(EXTRACTED TEXT)
MATH 217A (Spring quarter 2002). Topics in Applied Mathematics:

Instructor: David A. Meyer
Room & time: AP&M 6438, MWF 1:25-2:15 (note new place and time)
Office hours: AP&M 7256, T 1-3, F 3:15-4:15, or by appointment

Course description

Currently the most important applications of quantum information processing are to information security: Quantum key distribution has been demonstrated experimentally, and the security of cryptosystems based on the hardness of finding discrete logarithms or factoring is compromised, theoretically, by Shor's quantum algorithms.

In this seminar we will use these applications to motivate an introduction to quantum computing. In the Winter quarter, basic concepts in quantum mechanics (superposition, measurement, entanglement, ...) were introduced as we studied quantum protocols for the cryptographic task of random key distribution. This or some previous background in quantum mechanics will be necessary for the topics to be covered in the Spring quarter, but the details of quantum key distribution will not be. In the Spring quarter we will introduce relevant parts of computational complexity theory in order to study specific quantum algorithms and appreciate their advantages over classical algorithms for the same problems. Additional related topics will be determined by the students' interests and background, and may include quantum versions of game theory, secret sharing, other crptographic primitives, communication complexity, ... .

Some background in cryptography, complexity, coding, or game theory will be useful, but is not required. Although there is no text for this course, [1] provides an excellent reference for the whole subject and should be on reserve at the library. There will be no assignments or tests, but registered students will be asked to give a presentation on a relevant topic of their choice.

In the news

D. S. Burgess, "Quantum dots offer single photons", Photonics Technology News (April 2002).
The Swedish Research Council, "Quantum information now readable", alphagalileo (8 April 2002).
P. Ball, "Physicists play by quantum rules", Nature Science Update (3 April 2002).
J. Jones, "Quantum computers get real", Physics World (April 2002).
R. C. Johnson, "Researchers demo secure storage of quantum data", EE Times (2 April 2002).

(TASK DIRECTIONS) Reproduce word for word the part of the course page that opens with the words containing "Some background in" and closes with "of their choice.". The lines have no role in this exercise.

(GIVEN ENTRIES)
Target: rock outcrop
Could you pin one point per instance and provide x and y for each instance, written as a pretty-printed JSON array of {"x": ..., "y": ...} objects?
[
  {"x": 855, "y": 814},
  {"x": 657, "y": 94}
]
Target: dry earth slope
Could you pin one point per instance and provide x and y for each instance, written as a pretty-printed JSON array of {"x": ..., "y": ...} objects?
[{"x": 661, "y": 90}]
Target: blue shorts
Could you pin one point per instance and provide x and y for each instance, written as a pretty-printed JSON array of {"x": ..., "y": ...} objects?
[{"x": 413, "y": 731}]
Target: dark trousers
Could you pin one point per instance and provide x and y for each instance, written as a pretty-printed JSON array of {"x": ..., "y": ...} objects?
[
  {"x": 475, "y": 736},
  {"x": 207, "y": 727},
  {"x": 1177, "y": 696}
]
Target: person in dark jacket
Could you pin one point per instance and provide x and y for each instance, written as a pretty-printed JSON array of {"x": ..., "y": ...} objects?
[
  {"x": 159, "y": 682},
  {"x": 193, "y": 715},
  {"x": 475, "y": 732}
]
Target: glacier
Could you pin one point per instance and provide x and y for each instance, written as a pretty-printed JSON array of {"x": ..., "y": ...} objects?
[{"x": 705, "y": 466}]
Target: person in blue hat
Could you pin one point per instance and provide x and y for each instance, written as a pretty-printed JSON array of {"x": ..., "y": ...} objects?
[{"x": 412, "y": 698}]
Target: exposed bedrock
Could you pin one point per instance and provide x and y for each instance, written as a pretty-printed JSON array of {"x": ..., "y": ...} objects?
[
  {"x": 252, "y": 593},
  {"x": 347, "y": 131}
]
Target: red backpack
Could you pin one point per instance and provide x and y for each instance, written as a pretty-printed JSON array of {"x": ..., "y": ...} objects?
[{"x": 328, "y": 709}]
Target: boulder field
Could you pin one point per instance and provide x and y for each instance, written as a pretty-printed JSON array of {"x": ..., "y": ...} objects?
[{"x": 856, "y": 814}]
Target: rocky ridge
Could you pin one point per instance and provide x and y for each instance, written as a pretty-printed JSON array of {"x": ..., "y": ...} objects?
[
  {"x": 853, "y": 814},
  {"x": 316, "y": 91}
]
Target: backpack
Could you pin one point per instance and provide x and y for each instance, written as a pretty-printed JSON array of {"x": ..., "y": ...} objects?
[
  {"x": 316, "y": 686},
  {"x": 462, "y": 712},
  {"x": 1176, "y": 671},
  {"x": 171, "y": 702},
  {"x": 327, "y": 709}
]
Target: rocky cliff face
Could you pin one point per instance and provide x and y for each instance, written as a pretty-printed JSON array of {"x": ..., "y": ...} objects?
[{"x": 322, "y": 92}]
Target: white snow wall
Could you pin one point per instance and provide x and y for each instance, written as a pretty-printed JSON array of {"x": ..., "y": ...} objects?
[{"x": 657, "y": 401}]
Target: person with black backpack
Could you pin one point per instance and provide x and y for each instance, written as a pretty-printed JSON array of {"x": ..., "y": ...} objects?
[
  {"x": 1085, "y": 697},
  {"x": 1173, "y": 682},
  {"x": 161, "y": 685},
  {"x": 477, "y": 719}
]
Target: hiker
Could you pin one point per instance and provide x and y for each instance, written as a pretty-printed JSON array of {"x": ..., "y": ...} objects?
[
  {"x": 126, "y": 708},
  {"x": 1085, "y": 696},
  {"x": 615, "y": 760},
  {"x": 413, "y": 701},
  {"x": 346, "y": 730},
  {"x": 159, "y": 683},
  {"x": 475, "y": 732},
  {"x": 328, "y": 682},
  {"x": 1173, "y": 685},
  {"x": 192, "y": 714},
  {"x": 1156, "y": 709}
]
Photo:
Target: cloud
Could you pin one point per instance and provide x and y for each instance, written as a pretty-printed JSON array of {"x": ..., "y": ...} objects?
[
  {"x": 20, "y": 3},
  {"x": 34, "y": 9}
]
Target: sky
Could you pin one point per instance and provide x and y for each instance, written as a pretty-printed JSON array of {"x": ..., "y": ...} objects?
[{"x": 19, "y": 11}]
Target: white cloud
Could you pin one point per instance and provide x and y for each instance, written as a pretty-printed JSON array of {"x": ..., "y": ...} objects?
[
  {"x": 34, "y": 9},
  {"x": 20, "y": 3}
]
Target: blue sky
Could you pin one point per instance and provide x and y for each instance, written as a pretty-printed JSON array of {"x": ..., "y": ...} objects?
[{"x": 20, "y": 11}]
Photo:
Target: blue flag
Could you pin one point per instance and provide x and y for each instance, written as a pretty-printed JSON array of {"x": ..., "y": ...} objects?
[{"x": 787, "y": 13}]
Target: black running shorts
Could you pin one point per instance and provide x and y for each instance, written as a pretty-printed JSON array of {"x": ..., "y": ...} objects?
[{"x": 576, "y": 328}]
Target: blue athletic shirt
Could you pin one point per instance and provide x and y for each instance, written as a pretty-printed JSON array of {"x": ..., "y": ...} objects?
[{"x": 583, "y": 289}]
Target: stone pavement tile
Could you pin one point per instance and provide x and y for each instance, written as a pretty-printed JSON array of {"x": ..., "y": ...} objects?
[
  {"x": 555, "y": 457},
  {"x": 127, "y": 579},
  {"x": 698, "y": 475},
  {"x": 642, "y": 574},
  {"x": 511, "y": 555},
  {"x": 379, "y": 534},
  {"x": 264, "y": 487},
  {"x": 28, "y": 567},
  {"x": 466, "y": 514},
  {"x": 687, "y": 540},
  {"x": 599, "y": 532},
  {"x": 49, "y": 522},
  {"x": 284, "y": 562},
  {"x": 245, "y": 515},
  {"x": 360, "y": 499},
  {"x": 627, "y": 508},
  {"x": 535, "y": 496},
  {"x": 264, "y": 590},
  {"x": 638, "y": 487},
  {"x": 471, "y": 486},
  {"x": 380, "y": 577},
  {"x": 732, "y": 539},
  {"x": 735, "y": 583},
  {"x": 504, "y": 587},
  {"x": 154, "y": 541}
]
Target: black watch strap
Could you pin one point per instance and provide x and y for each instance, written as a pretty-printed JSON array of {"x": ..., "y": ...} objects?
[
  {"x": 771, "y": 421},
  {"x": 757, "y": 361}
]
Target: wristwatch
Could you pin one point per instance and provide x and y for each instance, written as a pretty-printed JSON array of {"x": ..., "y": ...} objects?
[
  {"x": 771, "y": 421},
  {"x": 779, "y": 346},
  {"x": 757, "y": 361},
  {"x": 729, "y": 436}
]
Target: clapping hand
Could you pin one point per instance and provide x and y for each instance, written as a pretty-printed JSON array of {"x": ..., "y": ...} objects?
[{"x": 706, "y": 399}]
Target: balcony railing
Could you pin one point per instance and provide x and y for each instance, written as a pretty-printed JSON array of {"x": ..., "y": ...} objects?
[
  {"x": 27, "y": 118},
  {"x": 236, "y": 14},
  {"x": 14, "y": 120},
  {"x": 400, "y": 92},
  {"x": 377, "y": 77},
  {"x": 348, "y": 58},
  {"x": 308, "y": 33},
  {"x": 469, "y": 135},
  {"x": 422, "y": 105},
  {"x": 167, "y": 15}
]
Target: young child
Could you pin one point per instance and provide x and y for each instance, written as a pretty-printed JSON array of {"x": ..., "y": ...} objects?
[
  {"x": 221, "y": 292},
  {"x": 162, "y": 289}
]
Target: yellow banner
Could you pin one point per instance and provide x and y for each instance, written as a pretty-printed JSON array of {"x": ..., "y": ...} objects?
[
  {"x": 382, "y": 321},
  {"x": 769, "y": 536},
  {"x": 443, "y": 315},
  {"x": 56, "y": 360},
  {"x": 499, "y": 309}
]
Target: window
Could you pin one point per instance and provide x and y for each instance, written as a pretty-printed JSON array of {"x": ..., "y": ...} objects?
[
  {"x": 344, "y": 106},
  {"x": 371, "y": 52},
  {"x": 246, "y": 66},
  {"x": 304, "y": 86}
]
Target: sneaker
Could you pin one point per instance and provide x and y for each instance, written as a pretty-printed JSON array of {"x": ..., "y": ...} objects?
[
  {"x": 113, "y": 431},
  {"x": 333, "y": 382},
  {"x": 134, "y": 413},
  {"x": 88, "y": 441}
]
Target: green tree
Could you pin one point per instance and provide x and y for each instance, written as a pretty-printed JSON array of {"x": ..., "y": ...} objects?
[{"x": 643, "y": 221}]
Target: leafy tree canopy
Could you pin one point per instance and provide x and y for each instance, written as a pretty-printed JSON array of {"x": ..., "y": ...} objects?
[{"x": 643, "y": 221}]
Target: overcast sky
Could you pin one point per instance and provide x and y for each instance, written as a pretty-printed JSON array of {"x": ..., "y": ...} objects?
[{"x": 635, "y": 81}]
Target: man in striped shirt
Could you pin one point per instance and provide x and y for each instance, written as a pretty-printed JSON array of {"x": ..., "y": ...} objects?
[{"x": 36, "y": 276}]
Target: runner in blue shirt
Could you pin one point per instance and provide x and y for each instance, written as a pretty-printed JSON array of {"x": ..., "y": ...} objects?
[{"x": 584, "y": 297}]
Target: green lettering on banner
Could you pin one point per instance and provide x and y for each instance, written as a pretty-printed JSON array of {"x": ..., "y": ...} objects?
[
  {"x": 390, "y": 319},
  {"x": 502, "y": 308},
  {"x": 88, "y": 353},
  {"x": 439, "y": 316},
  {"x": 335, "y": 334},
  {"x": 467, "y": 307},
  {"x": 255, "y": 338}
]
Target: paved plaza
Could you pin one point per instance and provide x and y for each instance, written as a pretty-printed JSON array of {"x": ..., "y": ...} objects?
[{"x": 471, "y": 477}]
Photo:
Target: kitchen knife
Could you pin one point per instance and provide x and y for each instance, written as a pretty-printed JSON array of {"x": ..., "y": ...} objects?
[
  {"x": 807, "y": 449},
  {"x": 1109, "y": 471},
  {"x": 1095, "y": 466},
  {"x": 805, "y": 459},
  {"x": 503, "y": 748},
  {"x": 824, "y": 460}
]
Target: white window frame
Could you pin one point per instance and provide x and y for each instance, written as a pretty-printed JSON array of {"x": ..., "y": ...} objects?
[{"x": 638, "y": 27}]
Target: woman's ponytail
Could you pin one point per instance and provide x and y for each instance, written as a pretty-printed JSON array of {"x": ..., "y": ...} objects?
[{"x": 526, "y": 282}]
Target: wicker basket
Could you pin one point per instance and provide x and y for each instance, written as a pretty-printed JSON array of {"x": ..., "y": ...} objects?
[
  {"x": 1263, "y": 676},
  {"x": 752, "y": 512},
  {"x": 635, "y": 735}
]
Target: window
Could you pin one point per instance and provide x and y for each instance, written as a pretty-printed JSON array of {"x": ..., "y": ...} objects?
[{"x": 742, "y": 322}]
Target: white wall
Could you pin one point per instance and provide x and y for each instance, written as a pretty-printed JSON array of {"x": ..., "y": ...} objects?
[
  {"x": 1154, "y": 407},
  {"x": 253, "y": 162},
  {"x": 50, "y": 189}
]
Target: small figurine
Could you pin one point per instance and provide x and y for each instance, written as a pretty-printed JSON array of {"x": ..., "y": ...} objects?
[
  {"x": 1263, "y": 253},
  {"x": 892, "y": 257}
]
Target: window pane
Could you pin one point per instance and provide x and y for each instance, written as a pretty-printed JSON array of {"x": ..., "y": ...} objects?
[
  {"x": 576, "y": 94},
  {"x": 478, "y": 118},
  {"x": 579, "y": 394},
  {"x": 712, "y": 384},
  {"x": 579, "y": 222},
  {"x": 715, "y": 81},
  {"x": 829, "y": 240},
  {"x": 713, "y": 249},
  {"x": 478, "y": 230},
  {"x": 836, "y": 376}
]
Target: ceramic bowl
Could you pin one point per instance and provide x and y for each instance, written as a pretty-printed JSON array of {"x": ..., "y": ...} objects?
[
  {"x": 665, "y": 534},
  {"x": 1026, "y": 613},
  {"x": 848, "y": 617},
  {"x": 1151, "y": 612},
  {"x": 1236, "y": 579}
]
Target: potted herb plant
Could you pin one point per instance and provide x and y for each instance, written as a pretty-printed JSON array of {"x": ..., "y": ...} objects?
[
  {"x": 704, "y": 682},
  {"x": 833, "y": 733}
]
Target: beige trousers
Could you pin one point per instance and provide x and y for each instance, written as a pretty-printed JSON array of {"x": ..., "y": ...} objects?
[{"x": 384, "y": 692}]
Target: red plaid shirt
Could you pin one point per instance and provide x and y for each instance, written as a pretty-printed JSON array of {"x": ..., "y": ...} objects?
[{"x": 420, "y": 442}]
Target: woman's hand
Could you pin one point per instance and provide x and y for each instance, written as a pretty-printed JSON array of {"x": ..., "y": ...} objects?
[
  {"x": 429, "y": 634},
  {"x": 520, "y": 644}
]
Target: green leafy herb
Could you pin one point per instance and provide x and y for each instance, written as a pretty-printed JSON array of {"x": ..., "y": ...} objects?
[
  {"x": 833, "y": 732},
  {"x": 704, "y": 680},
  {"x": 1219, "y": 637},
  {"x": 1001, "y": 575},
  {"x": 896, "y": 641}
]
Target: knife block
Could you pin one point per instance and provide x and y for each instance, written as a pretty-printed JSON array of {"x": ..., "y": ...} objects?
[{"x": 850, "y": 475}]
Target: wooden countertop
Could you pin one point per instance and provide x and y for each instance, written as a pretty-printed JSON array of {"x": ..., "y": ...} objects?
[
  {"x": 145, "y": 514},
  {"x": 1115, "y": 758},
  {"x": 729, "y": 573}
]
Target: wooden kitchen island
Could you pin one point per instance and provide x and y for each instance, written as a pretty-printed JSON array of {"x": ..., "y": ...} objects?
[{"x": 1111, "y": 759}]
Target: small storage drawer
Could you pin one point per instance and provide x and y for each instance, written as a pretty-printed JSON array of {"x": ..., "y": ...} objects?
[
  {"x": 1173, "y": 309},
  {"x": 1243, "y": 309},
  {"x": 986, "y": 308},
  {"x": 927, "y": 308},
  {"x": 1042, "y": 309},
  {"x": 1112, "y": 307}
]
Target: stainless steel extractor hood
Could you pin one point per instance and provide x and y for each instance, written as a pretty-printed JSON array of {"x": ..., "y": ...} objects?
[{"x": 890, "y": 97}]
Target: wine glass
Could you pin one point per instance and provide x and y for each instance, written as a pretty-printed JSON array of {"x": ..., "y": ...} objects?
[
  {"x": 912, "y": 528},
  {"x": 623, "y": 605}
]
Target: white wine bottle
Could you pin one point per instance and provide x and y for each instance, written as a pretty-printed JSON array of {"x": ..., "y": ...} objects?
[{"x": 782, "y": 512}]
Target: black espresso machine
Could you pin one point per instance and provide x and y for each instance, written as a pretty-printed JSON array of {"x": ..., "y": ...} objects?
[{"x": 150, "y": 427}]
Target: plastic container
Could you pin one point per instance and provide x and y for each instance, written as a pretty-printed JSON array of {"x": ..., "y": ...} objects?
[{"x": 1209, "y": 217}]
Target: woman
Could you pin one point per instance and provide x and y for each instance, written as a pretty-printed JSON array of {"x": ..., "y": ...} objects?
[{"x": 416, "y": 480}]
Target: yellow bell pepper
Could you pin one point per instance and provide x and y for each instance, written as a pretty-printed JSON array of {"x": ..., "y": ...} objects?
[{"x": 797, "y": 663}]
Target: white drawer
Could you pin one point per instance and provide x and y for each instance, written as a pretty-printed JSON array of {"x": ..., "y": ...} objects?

(WRITTEN SOLUTION)
Some background in cryptography, complexity, coding, or game theory will be useful, but is not required. Although there is no text for this course, [1] provides an excellent reference for the whole subject and should be on reserve at the library. There will be no assignments or tests, but registered students will be asked to give a presentation on a relevant topic of their choice.